EXCERPTED PASSAGE

-------------------------

Going to address a few things in this post, but first I would like to reply to Thom.

First off I agree an EULA is not a License, but is an agreement to the License of the software. I have stated this in prior posts on similar topics. You do not own Mac OSX in of itself you own a license to use the software. Just because software is distributed on a physical medium as to virtual / downloaded does not make the software yours. Yes you may resell the license, but Mac OSX belongs to Apple.

Secondly, by your own admission you have stated you own multiple Apple Macintoshes, As before I have stated that what is called into question is the manner in which the EULA is presented, it should be done prior to the sale, but even still you are familiar with the content, terms and conditions of Apple's EULA from your first Apple Macinoths unless you blindly click "Accept". As the saying goes "fool me once shame on you, fool me twice shame on me" so if you felt so strongly against the terms and conditions of the EULA why would you purchase a second Apple Macintosh?

-------------------------

EXERCISE REQUIREMENTS
Rewrite the post about Apple's EULA from "Secondly, by your" to "second Apple Macintosh?", substituting "user agreement" for every "EULA". The entries after this point have nothing to do with the post about Apple's EULA.

EXCERPTED RECORDS
-------------------------

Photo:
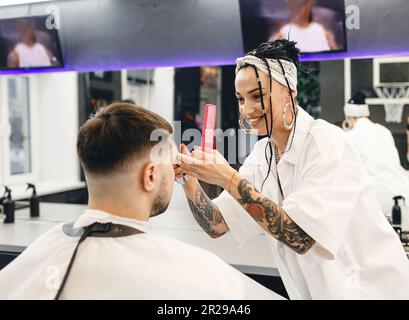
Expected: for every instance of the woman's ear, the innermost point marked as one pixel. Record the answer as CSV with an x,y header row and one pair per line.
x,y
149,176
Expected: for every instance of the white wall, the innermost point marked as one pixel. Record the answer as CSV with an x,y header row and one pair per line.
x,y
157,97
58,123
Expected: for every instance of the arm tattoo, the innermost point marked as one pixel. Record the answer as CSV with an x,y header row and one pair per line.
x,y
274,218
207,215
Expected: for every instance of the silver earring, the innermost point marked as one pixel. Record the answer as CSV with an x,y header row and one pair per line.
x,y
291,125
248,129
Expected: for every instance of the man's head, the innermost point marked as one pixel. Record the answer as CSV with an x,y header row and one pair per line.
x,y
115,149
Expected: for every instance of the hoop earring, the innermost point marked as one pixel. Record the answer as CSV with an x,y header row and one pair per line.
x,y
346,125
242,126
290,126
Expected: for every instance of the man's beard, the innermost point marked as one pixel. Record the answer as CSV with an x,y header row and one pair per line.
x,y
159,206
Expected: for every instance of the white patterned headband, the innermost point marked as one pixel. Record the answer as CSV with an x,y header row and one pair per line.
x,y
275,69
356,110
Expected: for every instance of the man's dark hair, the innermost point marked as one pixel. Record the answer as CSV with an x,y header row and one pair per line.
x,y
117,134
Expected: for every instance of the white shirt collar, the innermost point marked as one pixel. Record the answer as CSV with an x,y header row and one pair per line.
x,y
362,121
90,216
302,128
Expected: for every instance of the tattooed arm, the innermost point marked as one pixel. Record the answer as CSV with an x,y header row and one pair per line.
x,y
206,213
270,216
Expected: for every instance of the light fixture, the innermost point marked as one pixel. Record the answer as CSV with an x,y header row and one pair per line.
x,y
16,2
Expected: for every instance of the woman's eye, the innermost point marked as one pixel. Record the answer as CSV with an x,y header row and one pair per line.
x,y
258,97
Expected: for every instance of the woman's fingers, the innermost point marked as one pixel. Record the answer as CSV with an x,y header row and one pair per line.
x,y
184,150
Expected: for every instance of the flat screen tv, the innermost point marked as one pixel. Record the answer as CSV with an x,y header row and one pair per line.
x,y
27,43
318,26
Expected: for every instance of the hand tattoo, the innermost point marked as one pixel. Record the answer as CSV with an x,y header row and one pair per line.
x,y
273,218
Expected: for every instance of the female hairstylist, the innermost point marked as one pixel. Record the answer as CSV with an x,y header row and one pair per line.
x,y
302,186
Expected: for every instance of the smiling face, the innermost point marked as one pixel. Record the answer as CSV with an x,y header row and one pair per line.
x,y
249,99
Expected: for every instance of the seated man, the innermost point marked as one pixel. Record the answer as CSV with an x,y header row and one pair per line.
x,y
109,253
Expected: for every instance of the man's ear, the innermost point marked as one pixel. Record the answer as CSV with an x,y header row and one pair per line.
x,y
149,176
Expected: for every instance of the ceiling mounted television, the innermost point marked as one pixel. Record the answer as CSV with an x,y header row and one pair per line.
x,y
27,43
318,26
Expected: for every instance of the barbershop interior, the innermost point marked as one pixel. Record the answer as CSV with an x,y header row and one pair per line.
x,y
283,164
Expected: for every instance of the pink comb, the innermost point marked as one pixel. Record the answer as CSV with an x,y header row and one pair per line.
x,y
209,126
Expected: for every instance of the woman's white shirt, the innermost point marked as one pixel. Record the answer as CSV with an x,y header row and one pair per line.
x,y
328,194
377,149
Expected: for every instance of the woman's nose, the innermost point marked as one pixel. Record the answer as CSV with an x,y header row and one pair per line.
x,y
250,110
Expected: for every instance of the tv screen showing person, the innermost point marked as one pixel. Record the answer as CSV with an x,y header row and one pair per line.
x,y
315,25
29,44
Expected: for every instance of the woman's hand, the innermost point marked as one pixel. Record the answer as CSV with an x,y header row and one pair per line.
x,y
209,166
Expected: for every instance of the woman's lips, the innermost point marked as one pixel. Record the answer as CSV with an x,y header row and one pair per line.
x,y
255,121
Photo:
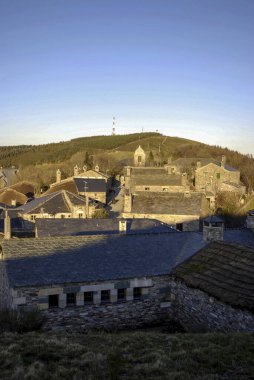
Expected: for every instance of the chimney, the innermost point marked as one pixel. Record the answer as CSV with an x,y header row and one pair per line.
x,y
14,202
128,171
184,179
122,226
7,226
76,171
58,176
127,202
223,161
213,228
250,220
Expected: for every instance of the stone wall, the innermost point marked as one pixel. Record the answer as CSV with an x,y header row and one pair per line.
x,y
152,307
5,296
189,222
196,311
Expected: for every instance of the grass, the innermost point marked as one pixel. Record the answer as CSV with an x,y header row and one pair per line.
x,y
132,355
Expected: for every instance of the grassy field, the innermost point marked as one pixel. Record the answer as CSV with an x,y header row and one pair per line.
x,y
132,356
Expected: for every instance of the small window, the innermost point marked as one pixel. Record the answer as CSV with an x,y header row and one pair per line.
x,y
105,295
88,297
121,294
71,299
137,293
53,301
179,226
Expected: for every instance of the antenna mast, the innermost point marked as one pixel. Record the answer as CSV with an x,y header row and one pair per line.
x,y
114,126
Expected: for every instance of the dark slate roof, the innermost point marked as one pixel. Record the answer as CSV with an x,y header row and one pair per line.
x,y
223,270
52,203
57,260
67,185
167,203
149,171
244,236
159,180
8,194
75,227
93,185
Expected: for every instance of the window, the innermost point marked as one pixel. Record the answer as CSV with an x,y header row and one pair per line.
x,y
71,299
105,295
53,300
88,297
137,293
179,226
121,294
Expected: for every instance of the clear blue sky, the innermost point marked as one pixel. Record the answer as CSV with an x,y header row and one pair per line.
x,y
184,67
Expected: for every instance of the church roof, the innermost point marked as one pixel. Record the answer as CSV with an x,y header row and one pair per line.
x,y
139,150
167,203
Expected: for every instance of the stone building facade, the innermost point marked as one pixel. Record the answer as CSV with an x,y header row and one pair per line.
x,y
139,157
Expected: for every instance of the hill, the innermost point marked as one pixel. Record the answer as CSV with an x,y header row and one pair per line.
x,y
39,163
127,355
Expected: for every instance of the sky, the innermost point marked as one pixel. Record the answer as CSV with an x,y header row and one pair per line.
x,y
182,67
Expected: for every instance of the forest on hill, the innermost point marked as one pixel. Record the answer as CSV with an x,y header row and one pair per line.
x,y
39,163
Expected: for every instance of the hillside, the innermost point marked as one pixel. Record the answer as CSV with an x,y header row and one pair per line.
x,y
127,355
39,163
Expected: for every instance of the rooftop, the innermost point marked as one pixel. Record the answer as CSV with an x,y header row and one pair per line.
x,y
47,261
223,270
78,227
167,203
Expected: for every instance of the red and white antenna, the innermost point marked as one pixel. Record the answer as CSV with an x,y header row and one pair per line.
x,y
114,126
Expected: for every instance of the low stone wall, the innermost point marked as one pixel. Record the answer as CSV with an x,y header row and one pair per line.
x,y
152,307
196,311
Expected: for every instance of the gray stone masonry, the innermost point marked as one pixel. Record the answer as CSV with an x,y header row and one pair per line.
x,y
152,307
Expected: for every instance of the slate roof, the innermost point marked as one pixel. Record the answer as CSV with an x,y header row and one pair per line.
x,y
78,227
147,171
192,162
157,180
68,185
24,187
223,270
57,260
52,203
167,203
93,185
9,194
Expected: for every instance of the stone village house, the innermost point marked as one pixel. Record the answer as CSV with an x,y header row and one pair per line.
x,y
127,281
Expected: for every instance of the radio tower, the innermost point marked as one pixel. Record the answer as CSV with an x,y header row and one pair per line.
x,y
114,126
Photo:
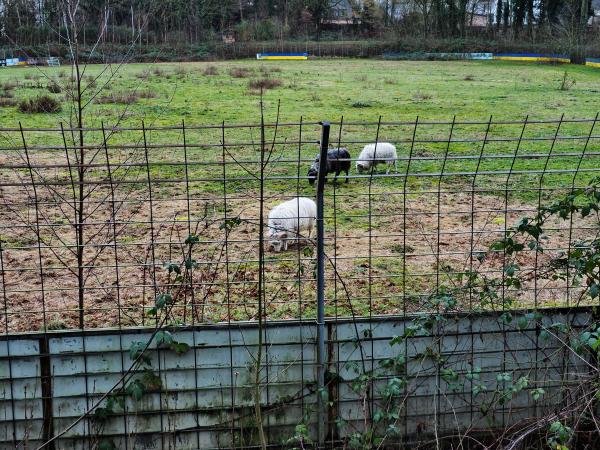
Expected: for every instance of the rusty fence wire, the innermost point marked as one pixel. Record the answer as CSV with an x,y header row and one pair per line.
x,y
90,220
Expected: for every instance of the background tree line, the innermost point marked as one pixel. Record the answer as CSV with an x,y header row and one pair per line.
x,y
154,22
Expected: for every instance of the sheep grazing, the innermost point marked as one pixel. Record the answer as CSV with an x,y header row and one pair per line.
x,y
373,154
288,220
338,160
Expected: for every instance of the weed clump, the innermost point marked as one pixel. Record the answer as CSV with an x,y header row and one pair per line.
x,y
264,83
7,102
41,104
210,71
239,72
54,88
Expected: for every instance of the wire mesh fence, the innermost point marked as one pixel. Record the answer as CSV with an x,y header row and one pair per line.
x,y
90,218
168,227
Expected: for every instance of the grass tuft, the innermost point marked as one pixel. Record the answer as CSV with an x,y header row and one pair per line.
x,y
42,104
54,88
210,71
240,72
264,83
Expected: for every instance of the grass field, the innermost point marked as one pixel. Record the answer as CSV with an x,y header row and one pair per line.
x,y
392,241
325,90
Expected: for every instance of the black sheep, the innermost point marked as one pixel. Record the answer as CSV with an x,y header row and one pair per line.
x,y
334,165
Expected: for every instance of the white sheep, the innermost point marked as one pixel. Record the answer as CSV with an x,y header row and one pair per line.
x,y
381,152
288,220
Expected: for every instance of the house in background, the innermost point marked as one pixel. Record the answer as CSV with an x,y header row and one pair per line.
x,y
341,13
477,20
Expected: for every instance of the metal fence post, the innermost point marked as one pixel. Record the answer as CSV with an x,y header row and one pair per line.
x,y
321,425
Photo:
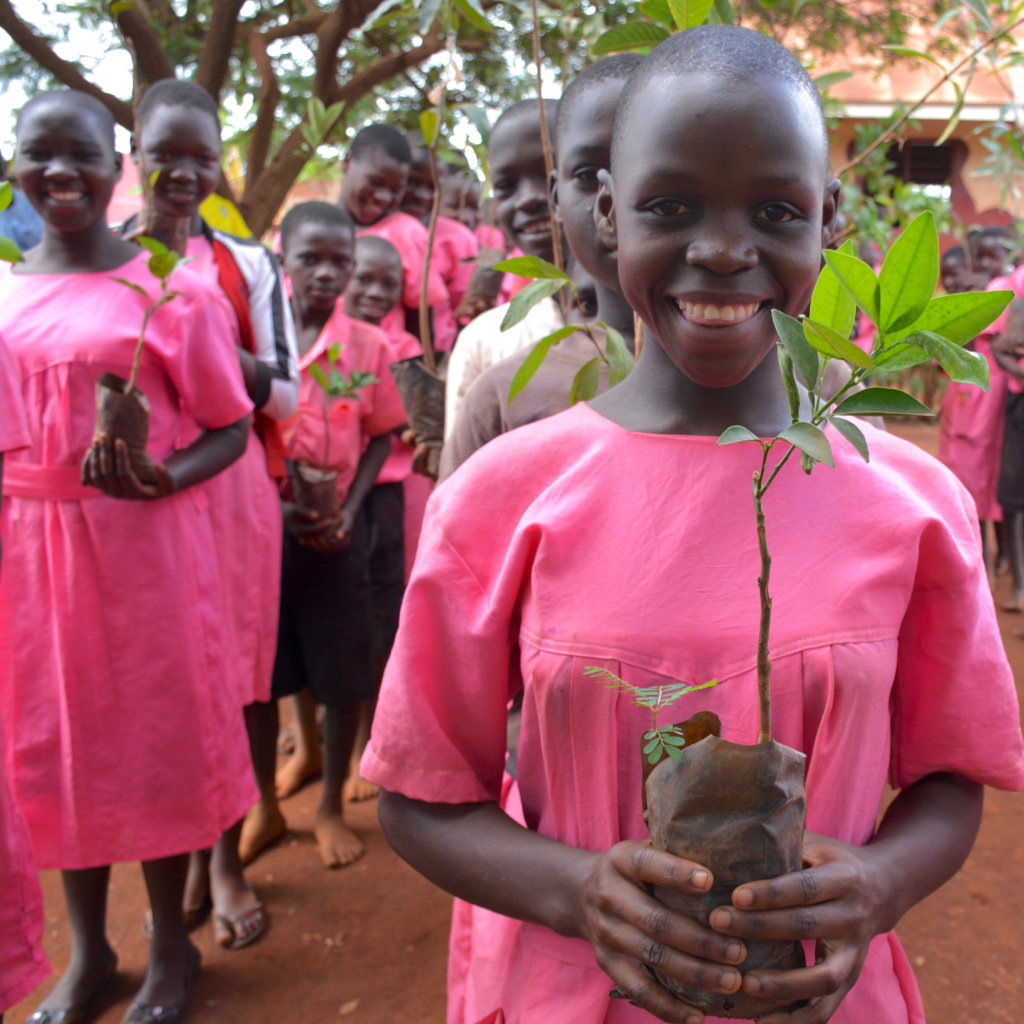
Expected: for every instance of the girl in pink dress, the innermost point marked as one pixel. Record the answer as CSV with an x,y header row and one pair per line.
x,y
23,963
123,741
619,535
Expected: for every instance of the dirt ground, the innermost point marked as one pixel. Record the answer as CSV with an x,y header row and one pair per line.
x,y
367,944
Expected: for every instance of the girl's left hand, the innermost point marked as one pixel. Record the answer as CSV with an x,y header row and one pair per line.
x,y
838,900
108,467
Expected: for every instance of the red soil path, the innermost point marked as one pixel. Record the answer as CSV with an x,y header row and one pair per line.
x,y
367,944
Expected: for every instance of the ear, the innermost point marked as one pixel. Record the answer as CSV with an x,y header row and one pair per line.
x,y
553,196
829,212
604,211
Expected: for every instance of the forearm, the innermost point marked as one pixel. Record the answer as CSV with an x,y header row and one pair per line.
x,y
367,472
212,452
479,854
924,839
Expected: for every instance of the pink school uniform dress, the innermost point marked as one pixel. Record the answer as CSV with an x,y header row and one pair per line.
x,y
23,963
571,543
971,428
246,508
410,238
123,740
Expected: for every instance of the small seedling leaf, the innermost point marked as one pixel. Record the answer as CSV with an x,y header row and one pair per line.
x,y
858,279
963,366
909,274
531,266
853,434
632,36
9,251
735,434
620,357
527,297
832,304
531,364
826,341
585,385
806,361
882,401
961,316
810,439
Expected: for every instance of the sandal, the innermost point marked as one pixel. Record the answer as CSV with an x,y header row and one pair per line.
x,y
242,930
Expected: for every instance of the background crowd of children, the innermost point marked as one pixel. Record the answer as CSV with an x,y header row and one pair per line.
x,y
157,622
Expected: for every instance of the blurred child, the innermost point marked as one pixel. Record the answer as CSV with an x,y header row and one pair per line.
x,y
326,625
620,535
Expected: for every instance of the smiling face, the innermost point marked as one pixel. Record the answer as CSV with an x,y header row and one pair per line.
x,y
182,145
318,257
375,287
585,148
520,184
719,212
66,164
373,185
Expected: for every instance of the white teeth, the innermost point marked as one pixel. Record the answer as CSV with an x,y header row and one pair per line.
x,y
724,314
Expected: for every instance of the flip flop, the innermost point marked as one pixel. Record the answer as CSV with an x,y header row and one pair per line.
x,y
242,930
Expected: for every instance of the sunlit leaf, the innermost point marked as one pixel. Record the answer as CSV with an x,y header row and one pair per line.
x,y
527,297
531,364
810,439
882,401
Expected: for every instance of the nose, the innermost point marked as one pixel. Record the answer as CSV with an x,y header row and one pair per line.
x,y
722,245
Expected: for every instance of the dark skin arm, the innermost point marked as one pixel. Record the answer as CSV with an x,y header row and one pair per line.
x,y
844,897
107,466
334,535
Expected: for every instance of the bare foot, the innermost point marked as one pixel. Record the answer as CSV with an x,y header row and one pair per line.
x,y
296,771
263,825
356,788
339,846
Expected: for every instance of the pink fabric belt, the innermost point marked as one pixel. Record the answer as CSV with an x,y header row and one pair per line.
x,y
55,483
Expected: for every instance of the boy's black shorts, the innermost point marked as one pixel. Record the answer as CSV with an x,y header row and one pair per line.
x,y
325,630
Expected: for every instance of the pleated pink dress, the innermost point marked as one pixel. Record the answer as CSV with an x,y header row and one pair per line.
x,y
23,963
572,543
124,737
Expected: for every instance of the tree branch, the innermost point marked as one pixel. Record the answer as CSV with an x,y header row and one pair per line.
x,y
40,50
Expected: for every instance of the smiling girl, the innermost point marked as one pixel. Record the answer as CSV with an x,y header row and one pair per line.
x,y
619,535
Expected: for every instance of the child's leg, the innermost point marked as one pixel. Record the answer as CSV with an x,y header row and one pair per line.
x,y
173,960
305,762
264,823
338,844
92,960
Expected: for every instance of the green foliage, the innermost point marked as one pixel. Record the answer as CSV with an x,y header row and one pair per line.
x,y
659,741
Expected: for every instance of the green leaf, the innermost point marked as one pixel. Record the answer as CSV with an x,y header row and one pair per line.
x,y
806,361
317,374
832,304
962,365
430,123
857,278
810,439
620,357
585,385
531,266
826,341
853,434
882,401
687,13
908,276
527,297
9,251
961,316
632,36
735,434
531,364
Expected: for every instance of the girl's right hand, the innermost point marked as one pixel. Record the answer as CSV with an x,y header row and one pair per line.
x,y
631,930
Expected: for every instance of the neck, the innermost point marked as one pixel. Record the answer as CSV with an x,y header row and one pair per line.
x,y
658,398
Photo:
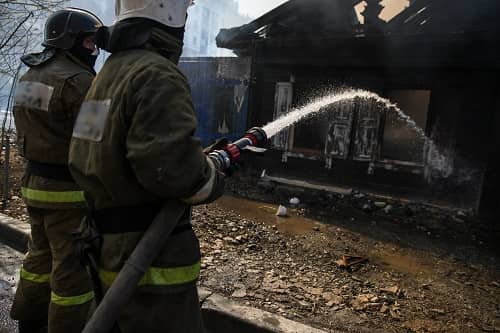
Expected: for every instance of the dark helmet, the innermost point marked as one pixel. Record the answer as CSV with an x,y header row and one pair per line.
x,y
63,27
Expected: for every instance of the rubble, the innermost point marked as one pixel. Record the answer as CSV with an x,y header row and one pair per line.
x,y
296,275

-------------------------

WORKED ANSWER
Secondly, by your own admission you have stated you own multiple Apple Macintoshes, As before I have stated that what is called into question is the manner in which the user agreement is presented, it should be done prior to the sale, but even still you are familiar with the content, terms and conditions of Apple's user agreement from your first Apple Macinoths unless you blindly click "Accept". As the saying goes "fool me once shame on you, fool me twice shame on me" so if you felt so strongly against the terms and conditions of the user agreement why would you purchase a second Apple Macintosh?